▶ **Instructions for the task**
Put everything from the line containing "Query: navy destroyer" down to the final line of the records into a JSON list of strings, with one string per line and no blank lines.

▶ **Records shown**
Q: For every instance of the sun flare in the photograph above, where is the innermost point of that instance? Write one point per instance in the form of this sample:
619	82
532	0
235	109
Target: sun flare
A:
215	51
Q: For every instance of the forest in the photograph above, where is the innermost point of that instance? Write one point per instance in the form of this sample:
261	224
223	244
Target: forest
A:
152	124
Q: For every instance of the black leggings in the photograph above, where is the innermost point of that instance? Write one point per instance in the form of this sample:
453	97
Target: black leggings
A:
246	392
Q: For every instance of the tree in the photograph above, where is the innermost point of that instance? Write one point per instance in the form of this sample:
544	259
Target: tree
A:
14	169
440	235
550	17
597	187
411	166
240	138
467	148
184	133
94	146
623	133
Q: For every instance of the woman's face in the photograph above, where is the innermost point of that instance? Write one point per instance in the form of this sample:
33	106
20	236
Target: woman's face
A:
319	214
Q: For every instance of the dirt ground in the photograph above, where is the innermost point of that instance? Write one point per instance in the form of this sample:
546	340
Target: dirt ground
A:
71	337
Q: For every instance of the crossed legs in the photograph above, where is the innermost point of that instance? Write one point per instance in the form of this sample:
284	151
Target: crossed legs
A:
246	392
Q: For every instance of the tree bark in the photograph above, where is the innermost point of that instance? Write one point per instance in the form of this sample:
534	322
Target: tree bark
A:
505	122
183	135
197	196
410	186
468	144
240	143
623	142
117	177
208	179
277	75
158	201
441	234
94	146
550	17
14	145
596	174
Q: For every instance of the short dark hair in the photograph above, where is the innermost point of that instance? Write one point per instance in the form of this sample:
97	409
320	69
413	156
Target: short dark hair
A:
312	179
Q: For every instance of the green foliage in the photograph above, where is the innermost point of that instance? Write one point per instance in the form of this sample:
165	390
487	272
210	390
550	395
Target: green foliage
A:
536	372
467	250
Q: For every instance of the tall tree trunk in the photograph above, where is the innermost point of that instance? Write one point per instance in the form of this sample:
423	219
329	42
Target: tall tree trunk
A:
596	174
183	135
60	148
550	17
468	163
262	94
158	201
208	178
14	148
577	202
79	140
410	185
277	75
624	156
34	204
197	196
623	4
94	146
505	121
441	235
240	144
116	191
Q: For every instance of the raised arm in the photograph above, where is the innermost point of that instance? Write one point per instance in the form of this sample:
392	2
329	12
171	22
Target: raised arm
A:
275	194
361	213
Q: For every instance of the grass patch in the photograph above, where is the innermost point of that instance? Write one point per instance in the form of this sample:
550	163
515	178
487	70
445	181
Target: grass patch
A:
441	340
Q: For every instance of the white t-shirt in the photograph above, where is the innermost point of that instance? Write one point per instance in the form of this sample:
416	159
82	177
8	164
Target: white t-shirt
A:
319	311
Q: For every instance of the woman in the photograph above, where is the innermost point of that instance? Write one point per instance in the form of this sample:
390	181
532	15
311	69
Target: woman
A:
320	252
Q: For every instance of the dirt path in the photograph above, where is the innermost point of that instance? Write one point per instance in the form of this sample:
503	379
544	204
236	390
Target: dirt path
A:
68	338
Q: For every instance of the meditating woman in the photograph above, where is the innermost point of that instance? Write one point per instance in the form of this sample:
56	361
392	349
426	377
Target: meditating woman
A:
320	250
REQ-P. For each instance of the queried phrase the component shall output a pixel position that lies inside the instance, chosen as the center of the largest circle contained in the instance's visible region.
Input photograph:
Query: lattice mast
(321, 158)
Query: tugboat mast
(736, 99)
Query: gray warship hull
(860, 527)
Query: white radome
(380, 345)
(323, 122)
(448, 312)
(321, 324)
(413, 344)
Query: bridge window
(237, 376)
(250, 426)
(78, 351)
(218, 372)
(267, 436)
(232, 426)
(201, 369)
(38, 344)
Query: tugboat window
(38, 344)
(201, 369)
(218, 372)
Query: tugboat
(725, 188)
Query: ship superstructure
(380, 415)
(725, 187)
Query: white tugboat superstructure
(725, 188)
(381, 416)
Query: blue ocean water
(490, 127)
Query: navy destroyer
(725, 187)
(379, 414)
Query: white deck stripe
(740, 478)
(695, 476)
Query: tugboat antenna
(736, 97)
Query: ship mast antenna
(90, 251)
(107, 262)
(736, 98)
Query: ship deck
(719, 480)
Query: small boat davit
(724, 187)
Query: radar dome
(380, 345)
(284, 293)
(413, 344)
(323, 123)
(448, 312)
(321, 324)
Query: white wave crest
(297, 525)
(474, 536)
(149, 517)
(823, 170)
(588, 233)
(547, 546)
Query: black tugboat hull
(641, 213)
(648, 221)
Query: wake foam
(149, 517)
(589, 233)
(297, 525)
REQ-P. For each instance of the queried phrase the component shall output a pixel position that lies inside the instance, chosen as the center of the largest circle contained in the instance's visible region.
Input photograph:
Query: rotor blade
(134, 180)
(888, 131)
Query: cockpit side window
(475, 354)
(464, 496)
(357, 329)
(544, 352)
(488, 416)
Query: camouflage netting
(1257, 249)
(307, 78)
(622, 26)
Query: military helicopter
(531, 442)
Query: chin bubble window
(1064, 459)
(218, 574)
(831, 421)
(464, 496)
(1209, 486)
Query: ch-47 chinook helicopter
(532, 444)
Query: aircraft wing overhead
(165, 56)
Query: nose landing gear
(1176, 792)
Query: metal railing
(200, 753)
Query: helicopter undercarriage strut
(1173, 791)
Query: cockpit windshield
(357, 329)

▶ **Task solution**
[
  "Query: navy destroyer",
  "(725, 187)",
  "(379, 414)",
  "Query: white deck stripe",
  "(740, 478)",
  "(695, 476)",
  "Query: tugboat antenna",
  "(736, 97)",
  "Query: ship mast antenna",
  "(90, 251)",
  "(107, 262)",
  "(736, 98)",
  "Query: ship deck",
  "(719, 480)",
  "Query: small boat davit",
  "(724, 187)",
  "Query: radar dome",
  "(380, 345)",
  "(284, 293)",
  "(413, 344)",
  "(323, 123)",
  "(448, 312)",
  "(321, 324)",
  "Query: white wave crest",
  "(297, 525)",
  "(474, 536)",
  "(149, 517)",
  "(823, 170)",
  "(588, 233)",
  "(547, 546)",
  "Query: black tugboat hull",
  "(641, 213)",
  "(648, 221)",
  "Query: wake foam",
  "(149, 517)",
  "(589, 233)",
  "(297, 525)",
  "REQ-P. For each instance of the queried phrase the component shall output a pixel position that lies inside the instance, chosen as the center of the largest circle contained in the instance's visible region.",
  "Input photograph:",
  "Query: rotor blade",
  "(134, 180)",
  "(888, 131)",
  "Query: cockpit side window",
  "(475, 354)",
  "(464, 496)",
  "(357, 329)",
  "(544, 352)",
  "(488, 416)",
  "Query: camouflage netting",
  "(1257, 249)",
  "(307, 78)",
  "(622, 26)",
  "Query: military helicopter",
  "(531, 442)",
  "Query: chin bubble window",
  "(1064, 459)",
  "(218, 574)",
  "(831, 421)",
  "(464, 496)",
  "(1209, 486)",
  "Query: ch-47 chinook helicopter",
  "(532, 444)",
  "Query: aircraft wing overhead",
  "(165, 56)",
  "Query: nose landing gear",
  "(1176, 792)",
  "Query: metal railing",
  "(200, 753)",
  "Query: helicopter undercarriage strut",
  "(1173, 791)",
  "Query: cockpit windshield",
  "(357, 329)"
]